Here's how to get our top students to become teachers

Our top-scoring students aren't choosing to become teachers, despite an initial interest. If we don't fix this now, it will have flow-on effects for the students who come after them, writes these experts.

Public Schools

Source: NSW Government

Australia’s young high achievers want to make a difference in their careers, and they are interested in teaching, but when it comes to the crunch they choose professions with better pay and more challenge.

A Grattan Institute survey of 950 young high achievers Australia-wide shows what might change their minds. In our new report, Attracting high achievers to teaching, we propose a reform package that would transform the teaching workforce within a decade.

Attracting high achievers

More high achievers in teaching would mean more student learning. International evidence shows teachers who are good learners themselves do a better a job in the classroom. One New York City initiative cut the achievement gap between the poorest and richest schools by a quarter simply by encouraging high achievers to become teachers in poorer schools.

But in Australia, demand from high achievers for teaching has steadily declined over the past 40 years. As top-end salaries for teachers became less competitive with other professions, fewer high achievers chose to teach.

Over the past decade, high-achiever enrolments in teaching courses fell by a third – more than for any other undergraduate field of study.

Today, only three per cent of young high achievers choose teaching in their undergraduate studies, compared with 19 per cent for science and nine per cent for engineering.

Better pay and more challenge

Our survey of young high achievers (aged 18-25 and with an ATAR of 80 or higher) found the best and brightest would take up teaching if it offered better top-end pay and greater career challenge.

Data items:

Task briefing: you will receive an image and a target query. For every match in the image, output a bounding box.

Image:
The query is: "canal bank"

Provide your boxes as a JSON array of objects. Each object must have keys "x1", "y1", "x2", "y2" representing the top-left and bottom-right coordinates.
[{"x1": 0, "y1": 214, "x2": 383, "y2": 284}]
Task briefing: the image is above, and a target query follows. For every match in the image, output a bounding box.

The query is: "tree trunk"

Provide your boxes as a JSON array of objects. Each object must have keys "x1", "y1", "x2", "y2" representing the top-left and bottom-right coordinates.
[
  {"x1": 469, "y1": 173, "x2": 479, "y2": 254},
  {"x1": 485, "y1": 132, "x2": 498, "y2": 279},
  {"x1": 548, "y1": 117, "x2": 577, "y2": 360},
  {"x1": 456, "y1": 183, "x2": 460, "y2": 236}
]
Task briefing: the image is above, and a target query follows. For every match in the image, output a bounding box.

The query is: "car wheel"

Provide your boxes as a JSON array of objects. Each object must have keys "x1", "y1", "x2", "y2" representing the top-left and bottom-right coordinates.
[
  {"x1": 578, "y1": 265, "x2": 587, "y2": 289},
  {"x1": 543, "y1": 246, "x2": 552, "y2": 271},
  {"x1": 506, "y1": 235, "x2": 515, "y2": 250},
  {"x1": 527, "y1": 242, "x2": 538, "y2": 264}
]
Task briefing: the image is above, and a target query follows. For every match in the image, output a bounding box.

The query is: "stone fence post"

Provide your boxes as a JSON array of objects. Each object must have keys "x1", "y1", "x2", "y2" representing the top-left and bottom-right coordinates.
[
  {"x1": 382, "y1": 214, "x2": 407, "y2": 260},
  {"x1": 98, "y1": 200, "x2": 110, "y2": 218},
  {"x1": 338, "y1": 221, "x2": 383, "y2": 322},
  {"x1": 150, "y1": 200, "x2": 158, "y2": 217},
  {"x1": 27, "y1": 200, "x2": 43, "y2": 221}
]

▸ The request
Reproduce the passage from the article on drawing top students into teaching, everything from "Australia’s young high" down to "within a decade.".

▸ Full solution
Australia’s young high achievers want to make a difference in their careers, and they are interested in teaching, but when it comes to the crunch they choose professions with better pay and more challenge.

A Grattan Institute survey of 950 young high achievers Australia-wide shows what might change their minds. In our new report, Attracting high achievers to teaching, we propose a reform package that would transform the teaching workforce within a decade.